# [Objective]
Please update these records by replacing "Query" with "Target" everywhere, leaving everything else unchanged and leaving the pictures out.

# [Rows]
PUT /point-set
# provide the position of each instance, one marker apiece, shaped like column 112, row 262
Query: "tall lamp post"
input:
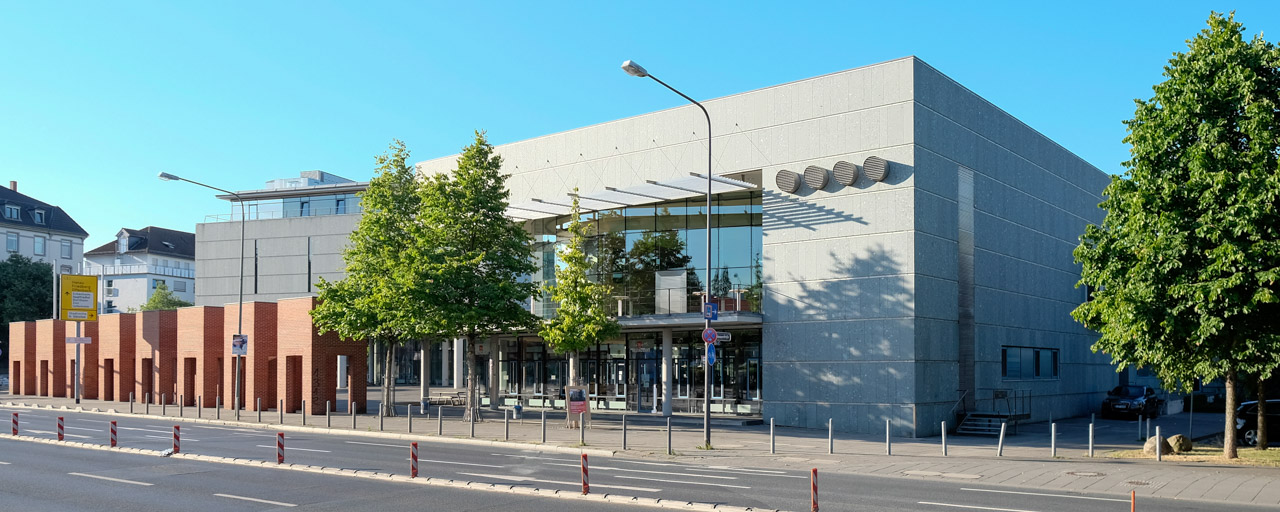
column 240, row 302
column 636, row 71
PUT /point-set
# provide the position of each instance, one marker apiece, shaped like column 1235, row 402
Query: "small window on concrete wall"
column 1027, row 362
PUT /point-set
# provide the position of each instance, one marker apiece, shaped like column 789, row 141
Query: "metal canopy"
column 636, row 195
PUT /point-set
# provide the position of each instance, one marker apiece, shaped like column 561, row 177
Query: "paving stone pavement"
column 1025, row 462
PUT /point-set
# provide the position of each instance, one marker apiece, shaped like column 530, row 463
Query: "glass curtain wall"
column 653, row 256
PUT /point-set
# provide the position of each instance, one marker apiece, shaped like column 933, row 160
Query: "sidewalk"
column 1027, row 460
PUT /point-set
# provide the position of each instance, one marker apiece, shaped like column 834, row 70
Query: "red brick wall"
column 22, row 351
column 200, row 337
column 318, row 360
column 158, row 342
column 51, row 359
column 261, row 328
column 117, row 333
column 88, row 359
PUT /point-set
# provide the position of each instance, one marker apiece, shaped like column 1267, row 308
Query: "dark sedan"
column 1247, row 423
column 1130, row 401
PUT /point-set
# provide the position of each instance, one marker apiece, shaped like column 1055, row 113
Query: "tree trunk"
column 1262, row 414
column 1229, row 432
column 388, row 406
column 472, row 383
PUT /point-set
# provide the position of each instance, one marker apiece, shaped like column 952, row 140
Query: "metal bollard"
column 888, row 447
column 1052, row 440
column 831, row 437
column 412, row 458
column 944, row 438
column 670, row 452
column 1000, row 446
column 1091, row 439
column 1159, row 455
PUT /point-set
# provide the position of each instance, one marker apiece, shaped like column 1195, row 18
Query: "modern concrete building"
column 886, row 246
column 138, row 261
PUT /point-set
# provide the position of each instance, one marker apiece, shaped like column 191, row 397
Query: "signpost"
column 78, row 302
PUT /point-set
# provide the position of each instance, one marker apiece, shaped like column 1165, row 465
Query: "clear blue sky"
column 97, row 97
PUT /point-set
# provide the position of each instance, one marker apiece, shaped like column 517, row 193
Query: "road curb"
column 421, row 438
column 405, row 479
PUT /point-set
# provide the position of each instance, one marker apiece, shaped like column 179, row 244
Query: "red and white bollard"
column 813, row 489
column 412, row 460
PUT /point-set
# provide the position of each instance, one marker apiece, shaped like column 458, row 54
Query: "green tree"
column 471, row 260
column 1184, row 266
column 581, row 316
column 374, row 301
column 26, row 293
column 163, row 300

# [The reply]
PUT /point-set
# provide the position of each instance, one marker apiece, shaped like column 112, row 262
Target: "tall lamp post"
input:
column 240, row 302
column 636, row 71
PUT /point-set
# provide the position of each instance, one marker apiece, shaped like column 1235, row 402
Target: "small window on concrete wall"
column 1027, row 362
PUT /point-set
# provide the position of each instance, one marker apiece, shaped like column 789, row 141
Target: "metal canopy"
column 636, row 195
PUT /point-set
# provide the position of each instance, one marker apiece, shaped like column 561, row 177
Target: "paving stone pavement"
column 1025, row 462
PUT /point-set
# provide the position of each instance, one marker apiece, shaped like column 530, row 463
Target: "glass curtain wall"
column 653, row 256
PUT /point-set
# provide the position of each instance, one marker apiece, shaped like column 933, row 160
Target: "sidewalk"
column 1027, row 460
PUT /point-set
# provide the position of each instance, one marker apiece, shaped like column 834, row 70
Target: "red brick wall"
column 22, row 351
column 200, row 337
column 318, row 360
column 158, row 342
column 51, row 359
column 261, row 328
column 117, row 333
column 88, row 359
PUT /point-set
# provide the position of each instance, one marker apiece, shaped like column 1267, row 308
Target: "dark sedan"
column 1247, row 423
column 1130, row 401
PUT /point-set
# provide the position of each instance, one marker apiece, shaped like column 1055, row 113
Target: "tree trunk"
column 1262, row 414
column 1229, row 432
column 388, row 406
column 472, row 383
PUT /point-set
# provide the position of each instance, one marker apiece, shaped like column 952, row 140
Target: "metal bollard"
column 888, row 447
column 1052, row 440
column 831, row 437
column 412, row 458
column 944, row 438
column 670, row 452
column 1000, row 446
column 1091, row 439
column 1159, row 455
PUT /point-set
# provide the position of each instance, one marker apiece, shaped like column 1195, row 18
Target: "modern concrete building"
column 886, row 246
column 138, row 261
PUT /point-set
# provide the position of each instance, one marker apiece, shaped like column 191, row 397
Target: "signpost"
column 78, row 302
PUT /point-set
# provide the position of each instance, one marker apiece, shaped like column 1165, row 465
Target: "clear blue sky"
column 97, row 97
PUT /point-set
# provide the position of each instance, one marker apiece, shaped like column 517, row 193
Target: "road curb"
column 421, row 438
column 405, row 479
PUT /point-set
# provide the position of each instance, one marker apiece, shaped like column 179, row 244
Target: "red and white bollard"
column 813, row 489
column 412, row 460
PUT /point-set
# provide the position of each instance, one marker apiece, shaped like column 458, row 54
Target: "green tree"
column 471, row 260
column 1184, row 266
column 581, row 316
column 374, row 301
column 26, row 293
column 163, row 300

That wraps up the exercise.